- THE PROBLEM: Extract each line from the entries below that contains the word "pavement".

- THE RECORDS:
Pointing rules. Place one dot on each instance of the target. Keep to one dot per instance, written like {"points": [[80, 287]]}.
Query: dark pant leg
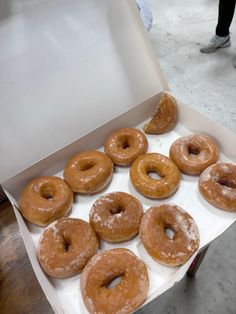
{"points": [[225, 16]]}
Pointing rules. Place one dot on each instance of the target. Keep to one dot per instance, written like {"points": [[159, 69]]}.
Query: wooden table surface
{"points": [[20, 291]]}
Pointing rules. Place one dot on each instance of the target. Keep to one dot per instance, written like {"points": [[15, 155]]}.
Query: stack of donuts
{"points": [[169, 234]]}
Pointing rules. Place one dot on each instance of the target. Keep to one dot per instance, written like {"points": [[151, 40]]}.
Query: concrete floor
{"points": [[208, 83]]}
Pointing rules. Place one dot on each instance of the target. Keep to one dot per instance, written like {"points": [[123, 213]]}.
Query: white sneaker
{"points": [[216, 42], [234, 61]]}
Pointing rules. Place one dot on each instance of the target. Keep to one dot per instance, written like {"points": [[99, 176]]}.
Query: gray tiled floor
{"points": [[208, 83]]}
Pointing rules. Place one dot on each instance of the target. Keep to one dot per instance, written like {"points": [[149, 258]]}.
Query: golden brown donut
{"points": [[148, 186], [122, 298], [194, 153], [217, 184], [123, 146], [88, 172], [173, 248], [164, 117], [65, 247], [115, 217], [45, 199]]}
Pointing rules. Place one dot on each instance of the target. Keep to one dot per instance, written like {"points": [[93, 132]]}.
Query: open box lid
{"points": [[67, 67]]}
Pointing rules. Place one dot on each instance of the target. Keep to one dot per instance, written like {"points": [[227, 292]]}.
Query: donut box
{"points": [[90, 89]]}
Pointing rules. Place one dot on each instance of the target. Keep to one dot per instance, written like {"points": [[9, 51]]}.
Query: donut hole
{"points": [[116, 210], [193, 150], [154, 175], [83, 166], [66, 244], [48, 192], [227, 183], [169, 232], [113, 282], [125, 144]]}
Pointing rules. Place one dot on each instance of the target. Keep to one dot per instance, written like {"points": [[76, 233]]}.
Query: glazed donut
{"points": [[217, 184], [99, 273], [88, 172], [45, 199], [65, 247], [169, 234], [165, 116], [194, 153], [115, 217], [150, 187], [123, 146]]}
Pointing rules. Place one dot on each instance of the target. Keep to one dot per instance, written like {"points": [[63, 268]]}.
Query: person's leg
{"points": [[225, 16], [222, 38]]}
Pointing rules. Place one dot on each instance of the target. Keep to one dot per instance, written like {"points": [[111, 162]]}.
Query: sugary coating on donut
{"points": [[164, 117], [88, 172], [45, 199], [124, 145], [116, 216], [194, 153], [217, 184], [65, 247], [103, 268], [169, 251]]}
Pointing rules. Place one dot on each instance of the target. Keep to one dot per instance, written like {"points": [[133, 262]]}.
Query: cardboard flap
{"points": [[68, 67]]}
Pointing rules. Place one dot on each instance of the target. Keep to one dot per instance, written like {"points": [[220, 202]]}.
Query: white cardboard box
{"points": [[68, 90]]}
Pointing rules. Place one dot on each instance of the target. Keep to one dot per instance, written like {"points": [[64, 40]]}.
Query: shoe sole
{"points": [[225, 45]]}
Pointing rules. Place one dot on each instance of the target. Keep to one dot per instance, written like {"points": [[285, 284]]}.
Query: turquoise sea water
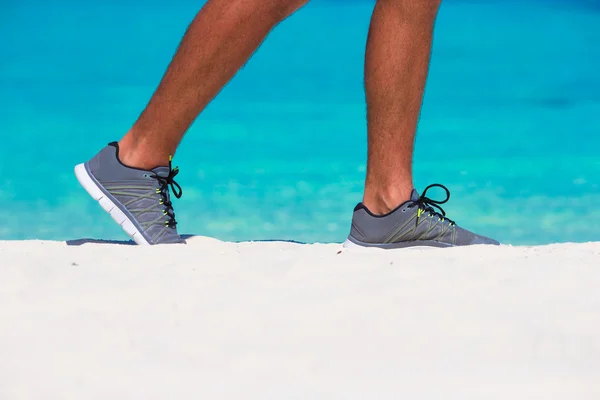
{"points": [[511, 120]]}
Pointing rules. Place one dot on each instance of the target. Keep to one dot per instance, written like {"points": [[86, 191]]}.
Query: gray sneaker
{"points": [[413, 223], [137, 199]]}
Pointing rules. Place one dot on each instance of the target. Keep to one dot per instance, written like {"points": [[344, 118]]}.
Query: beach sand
{"points": [[273, 320]]}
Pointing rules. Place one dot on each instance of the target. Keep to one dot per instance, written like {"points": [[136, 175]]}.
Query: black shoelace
{"points": [[164, 183], [427, 205]]}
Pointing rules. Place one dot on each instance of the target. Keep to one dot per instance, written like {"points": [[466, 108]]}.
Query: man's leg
{"points": [[396, 67], [218, 42], [392, 213], [132, 180]]}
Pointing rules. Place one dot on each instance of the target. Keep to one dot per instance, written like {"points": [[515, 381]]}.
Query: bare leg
{"points": [[396, 68], [218, 42]]}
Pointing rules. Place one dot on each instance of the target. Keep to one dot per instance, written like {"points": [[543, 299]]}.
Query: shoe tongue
{"points": [[414, 196], [162, 171]]}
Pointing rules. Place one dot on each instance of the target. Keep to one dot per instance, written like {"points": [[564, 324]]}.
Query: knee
{"points": [[421, 9], [284, 8]]}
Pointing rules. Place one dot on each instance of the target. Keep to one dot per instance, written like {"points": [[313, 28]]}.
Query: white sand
{"points": [[216, 320]]}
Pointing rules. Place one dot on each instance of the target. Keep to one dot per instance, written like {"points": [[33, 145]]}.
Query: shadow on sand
{"points": [[81, 242]]}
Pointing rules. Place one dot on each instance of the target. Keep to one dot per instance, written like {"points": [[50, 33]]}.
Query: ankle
{"points": [[140, 154], [381, 202]]}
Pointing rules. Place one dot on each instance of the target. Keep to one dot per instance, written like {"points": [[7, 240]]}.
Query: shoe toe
{"points": [[484, 240]]}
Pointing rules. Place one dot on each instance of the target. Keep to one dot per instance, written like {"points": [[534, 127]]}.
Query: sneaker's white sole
{"points": [[107, 204], [358, 248]]}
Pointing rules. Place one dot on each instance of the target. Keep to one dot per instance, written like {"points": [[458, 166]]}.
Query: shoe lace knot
{"points": [[430, 206], [164, 183]]}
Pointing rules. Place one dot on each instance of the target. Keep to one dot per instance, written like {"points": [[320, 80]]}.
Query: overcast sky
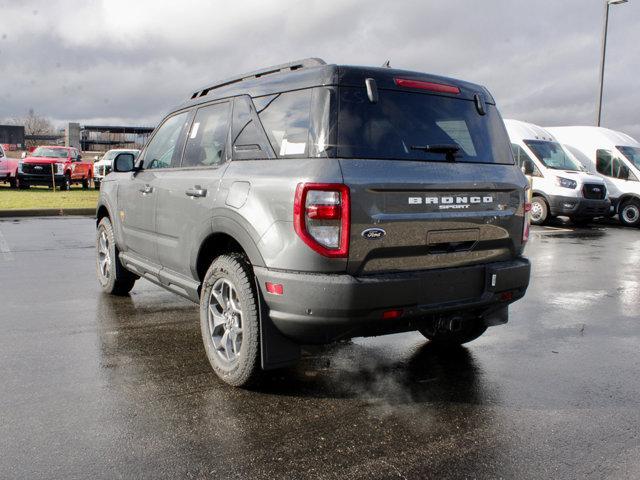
{"points": [[128, 62]]}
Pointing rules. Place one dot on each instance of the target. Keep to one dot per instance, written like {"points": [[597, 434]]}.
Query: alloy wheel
{"points": [[225, 320]]}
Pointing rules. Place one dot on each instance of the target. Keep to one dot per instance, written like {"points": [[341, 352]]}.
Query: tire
{"points": [[539, 211], [630, 213], [469, 330], [229, 320], [112, 276]]}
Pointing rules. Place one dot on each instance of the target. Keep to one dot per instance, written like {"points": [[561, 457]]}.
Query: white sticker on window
{"points": [[194, 130], [291, 148]]}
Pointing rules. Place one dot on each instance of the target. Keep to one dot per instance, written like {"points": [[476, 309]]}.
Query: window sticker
{"points": [[194, 130]]}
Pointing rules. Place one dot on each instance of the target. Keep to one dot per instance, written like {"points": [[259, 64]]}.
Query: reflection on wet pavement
{"points": [[103, 387]]}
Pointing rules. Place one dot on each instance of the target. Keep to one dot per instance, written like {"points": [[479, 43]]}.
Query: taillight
{"points": [[431, 86], [321, 217], [527, 220]]}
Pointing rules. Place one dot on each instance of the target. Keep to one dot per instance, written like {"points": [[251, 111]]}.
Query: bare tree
{"points": [[33, 124]]}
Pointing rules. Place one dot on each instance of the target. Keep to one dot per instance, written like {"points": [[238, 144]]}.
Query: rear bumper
{"points": [[321, 308], [579, 207]]}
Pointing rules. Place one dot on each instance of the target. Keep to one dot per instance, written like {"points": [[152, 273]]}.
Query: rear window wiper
{"points": [[449, 149]]}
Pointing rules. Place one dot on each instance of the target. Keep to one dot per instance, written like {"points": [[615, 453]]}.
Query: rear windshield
{"points": [[632, 153], [400, 123], [552, 155]]}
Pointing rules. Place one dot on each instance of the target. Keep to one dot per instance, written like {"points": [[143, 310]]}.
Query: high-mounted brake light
{"points": [[321, 217], [431, 86]]}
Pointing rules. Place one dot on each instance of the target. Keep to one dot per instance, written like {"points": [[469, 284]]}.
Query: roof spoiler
{"points": [[291, 66]]}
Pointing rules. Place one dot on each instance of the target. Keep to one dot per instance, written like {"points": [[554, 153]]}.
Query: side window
{"points": [[611, 166], [286, 119], [162, 147], [524, 161], [207, 137], [247, 137]]}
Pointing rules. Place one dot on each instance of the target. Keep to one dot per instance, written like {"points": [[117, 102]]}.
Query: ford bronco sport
{"points": [[307, 203]]}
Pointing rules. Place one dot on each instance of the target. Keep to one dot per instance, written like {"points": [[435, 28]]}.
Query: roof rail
{"points": [[291, 66]]}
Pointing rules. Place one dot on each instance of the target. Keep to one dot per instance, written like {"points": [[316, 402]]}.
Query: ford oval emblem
{"points": [[373, 233]]}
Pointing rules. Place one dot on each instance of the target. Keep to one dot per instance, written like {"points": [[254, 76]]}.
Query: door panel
{"points": [[187, 195], [136, 208]]}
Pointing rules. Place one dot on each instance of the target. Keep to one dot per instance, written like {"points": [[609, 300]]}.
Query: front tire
{"points": [[539, 211], [630, 213], [229, 320], [469, 330], [112, 276]]}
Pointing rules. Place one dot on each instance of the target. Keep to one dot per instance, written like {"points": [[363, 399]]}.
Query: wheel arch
{"points": [[625, 197], [226, 236]]}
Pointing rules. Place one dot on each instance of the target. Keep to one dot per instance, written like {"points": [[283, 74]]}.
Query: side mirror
{"points": [[527, 168], [124, 162]]}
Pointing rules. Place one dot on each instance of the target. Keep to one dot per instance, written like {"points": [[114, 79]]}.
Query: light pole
{"points": [[607, 4]]}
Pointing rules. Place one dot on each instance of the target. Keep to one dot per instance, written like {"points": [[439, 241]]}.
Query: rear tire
{"points": [[539, 211], [469, 330], [630, 213], [229, 320], [112, 276]]}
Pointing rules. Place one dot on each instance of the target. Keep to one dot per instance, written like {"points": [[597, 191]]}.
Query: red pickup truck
{"points": [[62, 165], [8, 169]]}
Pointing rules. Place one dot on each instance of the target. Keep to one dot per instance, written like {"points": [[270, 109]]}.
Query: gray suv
{"points": [[307, 203]]}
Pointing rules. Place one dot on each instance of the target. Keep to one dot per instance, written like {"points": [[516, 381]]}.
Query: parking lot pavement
{"points": [[101, 387]]}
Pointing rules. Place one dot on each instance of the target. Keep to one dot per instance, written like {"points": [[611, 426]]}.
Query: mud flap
{"points": [[276, 350]]}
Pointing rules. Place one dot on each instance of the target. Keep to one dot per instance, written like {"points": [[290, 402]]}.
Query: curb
{"points": [[48, 212]]}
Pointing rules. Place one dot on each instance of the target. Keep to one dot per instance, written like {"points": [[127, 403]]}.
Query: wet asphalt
{"points": [[98, 387]]}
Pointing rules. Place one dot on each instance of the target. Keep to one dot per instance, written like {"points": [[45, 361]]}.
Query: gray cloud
{"points": [[128, 62]]}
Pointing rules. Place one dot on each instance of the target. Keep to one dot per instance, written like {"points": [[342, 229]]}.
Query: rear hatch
{"points": [[431, 178]]}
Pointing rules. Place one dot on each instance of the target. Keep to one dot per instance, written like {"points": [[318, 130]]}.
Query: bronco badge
{"points": [[373, 233]]}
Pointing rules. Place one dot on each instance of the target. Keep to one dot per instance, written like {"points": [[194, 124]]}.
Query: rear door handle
{"points": [[196, 192]]}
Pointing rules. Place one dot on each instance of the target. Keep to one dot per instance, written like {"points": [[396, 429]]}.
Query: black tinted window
{"points": [[207, 137], [286, 120], [402, 121], [247, 136]]}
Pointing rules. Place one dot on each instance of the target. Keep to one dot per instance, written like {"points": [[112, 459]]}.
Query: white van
{"points": [[560, 185], [615, 156]]}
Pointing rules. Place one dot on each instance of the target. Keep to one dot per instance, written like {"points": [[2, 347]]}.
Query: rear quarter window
{"points": [[286, 119]]}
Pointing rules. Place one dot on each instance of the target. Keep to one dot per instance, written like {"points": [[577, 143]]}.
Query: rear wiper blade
{"points": [[449, 149]]}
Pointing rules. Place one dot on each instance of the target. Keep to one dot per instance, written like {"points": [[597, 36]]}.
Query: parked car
{"points": [[307, 203], [103, 166], [560, 185], [615, 156], [65, 162], [8, 169]]}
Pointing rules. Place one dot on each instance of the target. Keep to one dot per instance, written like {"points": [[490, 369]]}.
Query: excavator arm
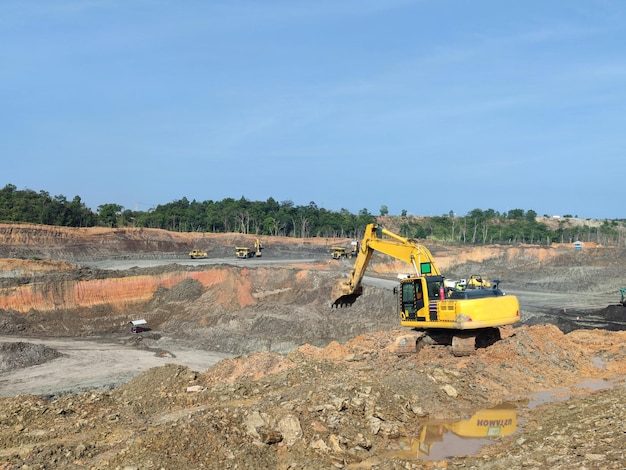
{"points": [[345, 292]]}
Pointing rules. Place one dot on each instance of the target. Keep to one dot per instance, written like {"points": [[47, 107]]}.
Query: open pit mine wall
{"points": [[47, 295]]}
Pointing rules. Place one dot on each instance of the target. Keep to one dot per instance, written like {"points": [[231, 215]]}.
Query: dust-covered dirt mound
{"points": [[20, 354]]}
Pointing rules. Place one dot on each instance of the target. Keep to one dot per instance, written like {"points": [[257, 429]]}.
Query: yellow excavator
{"points": [[464, 319]]}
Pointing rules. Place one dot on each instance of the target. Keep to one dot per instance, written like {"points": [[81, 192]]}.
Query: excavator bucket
{"points": [[344, 295]]}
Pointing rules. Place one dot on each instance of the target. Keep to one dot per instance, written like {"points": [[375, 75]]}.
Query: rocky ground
{"points": [[299, 385]]}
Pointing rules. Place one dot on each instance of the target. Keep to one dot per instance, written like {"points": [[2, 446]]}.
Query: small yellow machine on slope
{"points": [[195, 254], [244, 252], [465, 319], [339, 252]]}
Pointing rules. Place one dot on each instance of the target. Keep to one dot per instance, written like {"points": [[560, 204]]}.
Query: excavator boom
{"points": [[346, 292]]}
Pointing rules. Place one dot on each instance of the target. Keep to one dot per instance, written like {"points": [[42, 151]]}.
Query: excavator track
{"points": [[465, 343]]}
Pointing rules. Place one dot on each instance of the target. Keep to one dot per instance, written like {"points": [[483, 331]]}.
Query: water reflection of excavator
{"points": [[464, 319], [436, 438]]}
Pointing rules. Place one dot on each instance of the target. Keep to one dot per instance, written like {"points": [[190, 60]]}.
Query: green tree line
{"points": [[286, 219]]}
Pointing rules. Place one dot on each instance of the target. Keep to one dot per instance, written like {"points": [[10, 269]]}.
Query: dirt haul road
{"points": [[301, 386]]}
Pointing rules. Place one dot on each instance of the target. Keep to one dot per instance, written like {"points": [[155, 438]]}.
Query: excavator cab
{"points": [[415, 295]]}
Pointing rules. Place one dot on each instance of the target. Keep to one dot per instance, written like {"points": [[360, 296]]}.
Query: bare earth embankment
{"points": [[246, 366]]}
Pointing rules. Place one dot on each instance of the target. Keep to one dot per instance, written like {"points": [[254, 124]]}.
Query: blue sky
{"points": [[427, 106]]}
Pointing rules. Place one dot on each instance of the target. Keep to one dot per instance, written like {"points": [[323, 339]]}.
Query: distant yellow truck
{"points": [[244, 252], [339, 252], [195, 254]]}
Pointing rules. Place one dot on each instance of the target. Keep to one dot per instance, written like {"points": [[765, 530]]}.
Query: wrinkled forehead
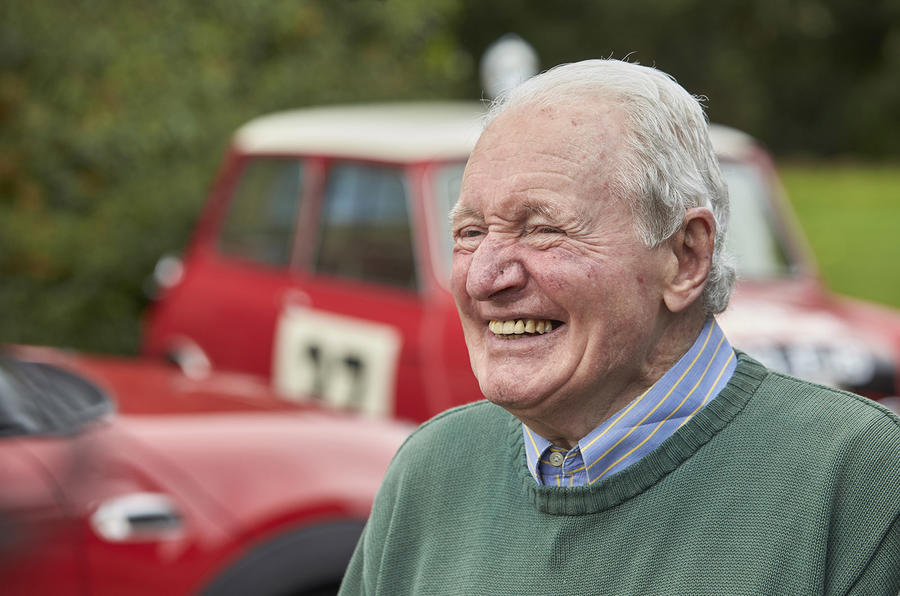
{"points": [[530, 149]]}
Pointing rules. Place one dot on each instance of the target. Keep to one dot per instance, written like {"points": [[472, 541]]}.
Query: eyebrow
{"points": [[538, 208], [460, 212]]}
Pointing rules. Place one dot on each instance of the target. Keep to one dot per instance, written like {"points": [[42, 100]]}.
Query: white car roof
{"points": [[401, 132]]}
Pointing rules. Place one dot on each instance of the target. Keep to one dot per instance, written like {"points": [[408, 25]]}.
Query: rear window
{"points": [[262, 213], [365, 232]]}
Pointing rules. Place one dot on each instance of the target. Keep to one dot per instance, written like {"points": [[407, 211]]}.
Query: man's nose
{"points": [[494, 268]]}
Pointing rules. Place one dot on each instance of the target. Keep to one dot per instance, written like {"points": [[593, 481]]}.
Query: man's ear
{"points": [[692, 247]]}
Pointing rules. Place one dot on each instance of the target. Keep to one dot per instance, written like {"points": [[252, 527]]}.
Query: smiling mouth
{"points": [[518, 328]]}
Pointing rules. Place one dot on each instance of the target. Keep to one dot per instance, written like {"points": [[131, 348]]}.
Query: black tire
{"points": [[308, 562]]}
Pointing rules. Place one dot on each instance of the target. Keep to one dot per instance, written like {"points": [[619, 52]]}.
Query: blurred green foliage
{"points": [[113, 115], [851, 215]]}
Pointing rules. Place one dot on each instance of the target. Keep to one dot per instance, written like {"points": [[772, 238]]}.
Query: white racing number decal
{"points": [[350, 363]]}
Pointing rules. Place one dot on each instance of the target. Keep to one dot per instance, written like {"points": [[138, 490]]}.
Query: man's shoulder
{"points": [[824, 419], [470, 419], [837, 408], [470, 425]]}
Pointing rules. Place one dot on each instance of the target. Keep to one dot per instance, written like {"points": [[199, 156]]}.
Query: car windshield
{"points": [[37, 398], [752, 236]]}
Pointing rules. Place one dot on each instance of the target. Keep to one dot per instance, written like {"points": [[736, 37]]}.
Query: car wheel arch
{"points": [[307, 561]]}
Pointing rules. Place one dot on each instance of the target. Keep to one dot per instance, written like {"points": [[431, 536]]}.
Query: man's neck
{"points": [[571, 419]]}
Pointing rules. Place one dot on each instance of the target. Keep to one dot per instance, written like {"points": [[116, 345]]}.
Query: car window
{"points": [[263, 211], [447, 183], [752, 237], [365, 231]]}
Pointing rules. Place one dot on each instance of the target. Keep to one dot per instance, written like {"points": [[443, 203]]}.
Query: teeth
{"points": [[519, 326]]}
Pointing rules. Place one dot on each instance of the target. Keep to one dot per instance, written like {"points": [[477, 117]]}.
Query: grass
{"points": [[851, 215]]}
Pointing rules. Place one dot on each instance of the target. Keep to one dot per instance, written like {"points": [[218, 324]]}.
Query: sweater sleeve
{"points": [[882, 574], [364, 570], [865, 546]]}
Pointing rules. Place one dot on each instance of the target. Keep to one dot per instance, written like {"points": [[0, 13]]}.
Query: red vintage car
{"points": [[128, 478], [321, 262]]}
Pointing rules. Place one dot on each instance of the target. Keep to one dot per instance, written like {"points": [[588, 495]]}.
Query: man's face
{"points": [[539, 239]]}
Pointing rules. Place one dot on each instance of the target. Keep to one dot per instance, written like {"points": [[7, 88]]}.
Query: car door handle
{"points": [[137, 517]]}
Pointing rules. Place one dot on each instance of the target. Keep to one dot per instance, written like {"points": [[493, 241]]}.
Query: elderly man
{"points": [[624, 447]]}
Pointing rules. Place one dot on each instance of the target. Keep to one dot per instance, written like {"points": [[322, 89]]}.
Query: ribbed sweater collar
{"points": [[630, 482]]}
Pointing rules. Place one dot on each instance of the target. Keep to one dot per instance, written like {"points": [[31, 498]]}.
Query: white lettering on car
{"points": [[349, 363]]}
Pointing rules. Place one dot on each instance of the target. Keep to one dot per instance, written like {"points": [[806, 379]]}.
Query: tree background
{"points": [[114, 115]]}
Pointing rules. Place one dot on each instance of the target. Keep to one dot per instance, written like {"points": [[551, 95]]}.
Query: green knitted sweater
{"points": [[777, 486]]}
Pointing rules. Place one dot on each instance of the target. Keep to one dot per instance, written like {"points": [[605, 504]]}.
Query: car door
{"points": [[349, 328]]}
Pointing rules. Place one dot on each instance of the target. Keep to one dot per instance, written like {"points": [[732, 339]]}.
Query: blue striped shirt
{"points": [[643, 424]]}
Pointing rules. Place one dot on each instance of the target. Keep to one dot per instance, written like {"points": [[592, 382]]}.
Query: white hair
{"points": [[670, 165]]}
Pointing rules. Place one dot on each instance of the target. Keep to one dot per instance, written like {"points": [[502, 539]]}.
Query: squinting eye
{"points": [[469, 233]]}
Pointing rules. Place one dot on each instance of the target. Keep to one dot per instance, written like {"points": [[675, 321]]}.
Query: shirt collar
{"points": [[647, 421]]}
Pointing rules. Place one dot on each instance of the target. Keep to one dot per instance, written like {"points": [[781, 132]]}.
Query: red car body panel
{"points": [[241, 466]]}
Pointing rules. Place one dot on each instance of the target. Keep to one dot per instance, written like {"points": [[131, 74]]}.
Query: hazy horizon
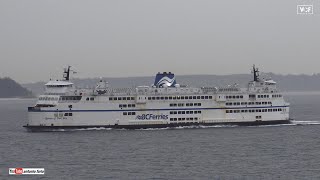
{"points": [[140, 38]]}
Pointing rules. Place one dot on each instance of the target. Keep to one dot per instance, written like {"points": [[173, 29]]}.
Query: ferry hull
{"points": [[34, 128]]}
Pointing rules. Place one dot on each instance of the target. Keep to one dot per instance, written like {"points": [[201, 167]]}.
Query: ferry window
{"points": [[252, 96]]}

- SOLVED EXERCISE:
Query: reflection on wet pavement
Query: parking lot pavement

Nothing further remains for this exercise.